■ **Entries for bounding box labeling**

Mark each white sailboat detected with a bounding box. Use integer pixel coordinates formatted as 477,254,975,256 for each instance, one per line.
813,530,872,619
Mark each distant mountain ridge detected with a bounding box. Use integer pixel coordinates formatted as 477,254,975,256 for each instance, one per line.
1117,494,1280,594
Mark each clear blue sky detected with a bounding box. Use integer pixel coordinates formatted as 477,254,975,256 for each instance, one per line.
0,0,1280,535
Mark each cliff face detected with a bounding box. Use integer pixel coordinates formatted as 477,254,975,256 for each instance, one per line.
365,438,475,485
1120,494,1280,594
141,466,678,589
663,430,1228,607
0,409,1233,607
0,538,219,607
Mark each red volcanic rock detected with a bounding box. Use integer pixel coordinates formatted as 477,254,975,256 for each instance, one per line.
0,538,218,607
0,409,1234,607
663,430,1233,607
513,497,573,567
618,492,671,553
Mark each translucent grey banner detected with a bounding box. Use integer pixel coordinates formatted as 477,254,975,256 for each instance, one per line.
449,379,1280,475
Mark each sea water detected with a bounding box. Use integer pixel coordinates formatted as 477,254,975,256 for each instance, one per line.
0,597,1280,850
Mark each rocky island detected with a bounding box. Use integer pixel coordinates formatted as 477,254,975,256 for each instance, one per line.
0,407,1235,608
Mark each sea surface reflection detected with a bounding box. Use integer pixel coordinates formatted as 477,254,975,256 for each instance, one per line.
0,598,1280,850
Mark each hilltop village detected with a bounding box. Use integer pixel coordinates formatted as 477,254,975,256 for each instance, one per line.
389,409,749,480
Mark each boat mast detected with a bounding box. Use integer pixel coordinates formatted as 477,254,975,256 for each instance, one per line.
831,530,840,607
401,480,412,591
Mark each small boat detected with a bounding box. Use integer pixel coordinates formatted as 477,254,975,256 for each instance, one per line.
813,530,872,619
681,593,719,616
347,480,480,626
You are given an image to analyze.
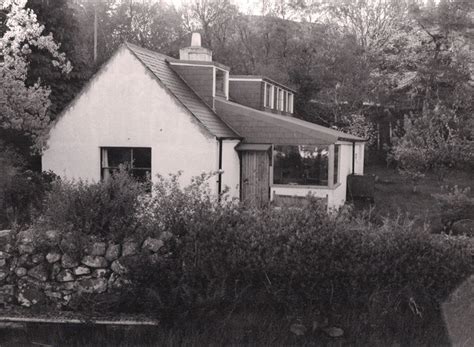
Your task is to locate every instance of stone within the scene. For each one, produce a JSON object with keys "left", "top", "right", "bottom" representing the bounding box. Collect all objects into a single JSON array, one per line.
[
  {"left": 61, "top": 281, "right": 77, "bottom": 294},
  {"left": 142, "top": 237, "right": 165, "bottom": 253},
  {"left": 18, "top": 243, "right": 35, "bottom": 254},
  {"left": 0, "top": 229, "right": 12, "bottom": 238},
  {"left": 122, "top": 241, "right": 139, "bottom": 257},
  {"left": 31, "top": 253, "right": 45, "bottom": 265},
  {"left": 59, "top": 232, "right": 80, "bottom": 254},
  {"left": 82, "top": 255, "right": 109, "bottom": 268},
  {"left": 15, "top": 267, "right": 28, "bottom": 277},
  {"left": 18, "top": 254, "right": 30, "bottom": 266},
  {"left": 105, "top": 244, "right": 121, "bottom": 262},
  {"left": 61, "top": 253, "right": 79, "bottom": 269},
  {"left": 110, "top": 259, "right": 128, "bottom": 275},
  {"left": 44, "top": 290, "right": 63, "bottom": 300},
  {"left": 451, "top": 219, "right": 474, "bottom": 236},
  {"left": 323, "top": 327, "right": 344, "bottom": 337},
  {"left": 28, "top": 264, "right": 49, "bottom": 282},
  {"left": 92, "top": 269, "right": 111, "bottom": 278},
  {"left": 44, "top": 230, "right": 61, "bottom": 245},
  {"left": 89, "top": 242, "right": 107, "bottom": 256},
  {"left": 74, "top": 265, "right": 91, "bottom": 276},
  {"left": 0, "top": 251, "right": 11, "bottom": 259},
  {"left": 159, "top": 231, "right": 173, "bottom": 242},
  {"left": 51, "top": 262, "right": 62, "bottom": 280},
  {"left": 17, "top": 287, "right": 46, "bottom": 307},
  {"left": 46, "top": 252, "right": 61, "bottom": 264},
  {"left": 56, "top": 269, "right": 76, "bottom": 282},
  {"left": 290, "top": 323, "right": 307, "bottom": 336},
  {"left": 79, "top": 278, "right": 107, "bottom": 294}
]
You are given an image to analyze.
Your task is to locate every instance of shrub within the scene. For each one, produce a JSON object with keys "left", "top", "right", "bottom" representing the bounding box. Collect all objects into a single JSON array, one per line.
[
  {"left": 0, "top": 143, "right": 58, "bottom": 227},
  {"left": 127, "top": 177, "right": 474, "bottom": 320},
  {"left": 433, "top": 186, "right": 474, "bottom": 231},
  {"left": 40, "top": 171, "right": 145, "bottom": 241}
]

■ **JOB**
Show every line of the listing above that contains the string "within", keeping case distinctions.

■ **RESULT OF THIS EXERCISE**
Your task is to locate every instance of stone within the scene. For each one, produce a JSON object with keys "left", "top", "right", "bottom" representing the bounding box. Collect all objects into a single JSON array, one per line.
Your task is to locate every instance of shrub within the scene. For each one, produce a JSON object with keys "left", "top", "right", "bottom" representing the bounding box. Collect all objects into a single JSON array, one per line.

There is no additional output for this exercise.